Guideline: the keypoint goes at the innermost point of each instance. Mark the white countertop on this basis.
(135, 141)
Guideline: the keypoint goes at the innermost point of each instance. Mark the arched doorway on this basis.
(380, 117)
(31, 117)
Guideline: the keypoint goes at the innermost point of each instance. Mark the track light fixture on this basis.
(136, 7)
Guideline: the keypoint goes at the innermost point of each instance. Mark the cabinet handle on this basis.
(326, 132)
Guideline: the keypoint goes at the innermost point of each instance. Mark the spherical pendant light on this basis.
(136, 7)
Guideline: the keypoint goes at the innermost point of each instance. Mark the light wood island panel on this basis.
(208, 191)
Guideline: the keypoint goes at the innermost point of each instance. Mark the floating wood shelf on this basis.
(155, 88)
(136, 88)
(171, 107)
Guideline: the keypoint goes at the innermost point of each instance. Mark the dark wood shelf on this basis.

# # # # # # #

WHAT YOU HAVE TO DO:
Rewrite the lines from the one containing "floating wood shelf on this basis." through the end of the items, renaming "instance" to "object" and leaving everything else unchanged.

PROBLEM SOLUTION:
Guideline: the keypoint goes at the innermost point of each object. Mark the floating wood shelf on this basis.
(155, 88)
(136, 88)
(171, 107)
Guideline: the keypoint goes at the innermost point of each object. Mark the dark wood shelf on this basis.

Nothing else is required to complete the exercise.